## [Requirement]
Rewrite the rows below with every "instance" swapped for "occurrence" and nothing else changed, omitting the pictures from your answer.
[start of Items]
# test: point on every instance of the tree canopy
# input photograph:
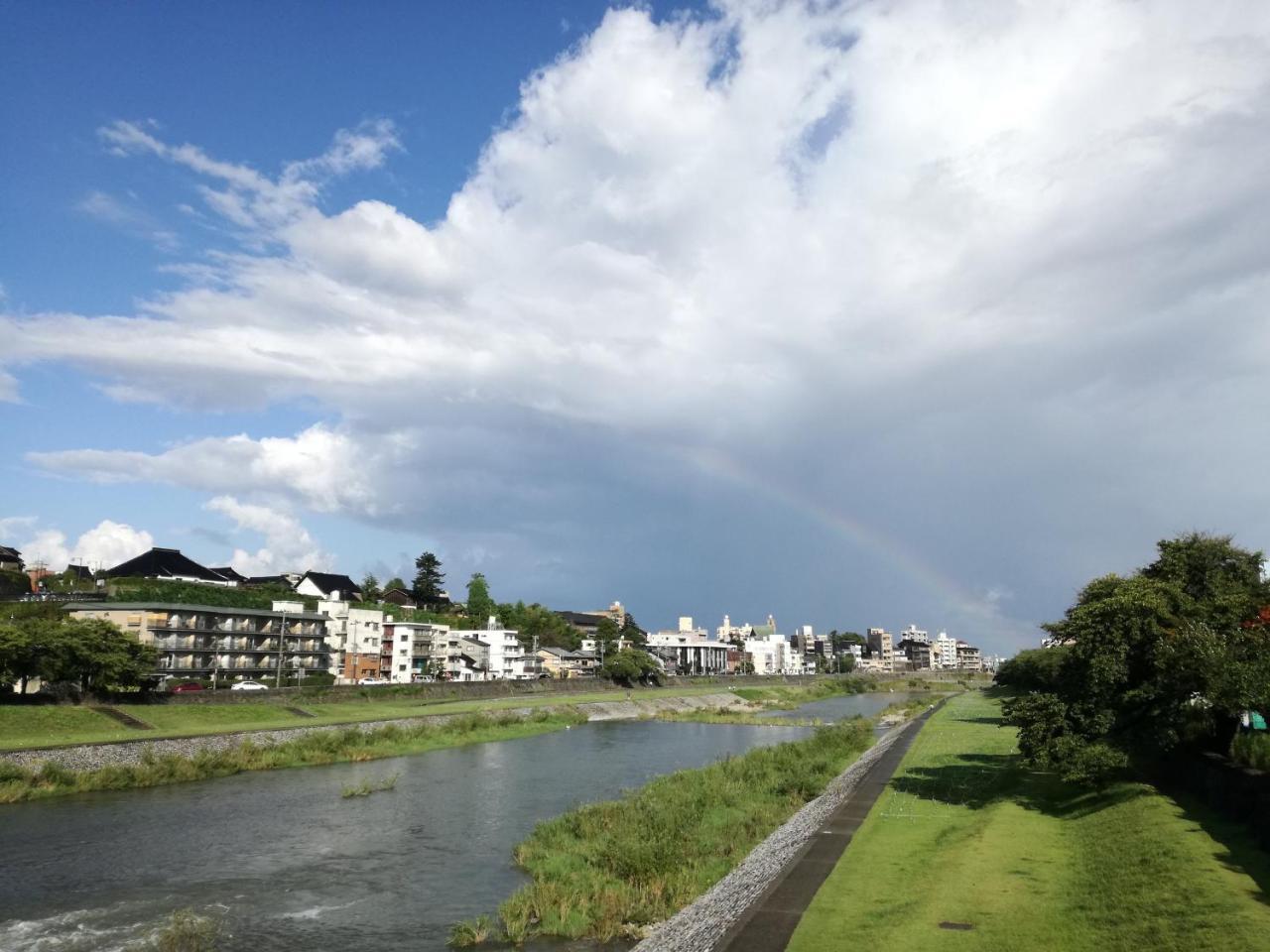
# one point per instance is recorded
(429, 579)
(480, 604)
(1165, 656)
(86, 652)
[end of Items]
## [Reply to the exercise]
# test: point on every occurrence of the tree canopy
# input photograph:
# one point per occurrence is recorded
(429, 579)
(480, 604)
(1165, 656)
(86, 652)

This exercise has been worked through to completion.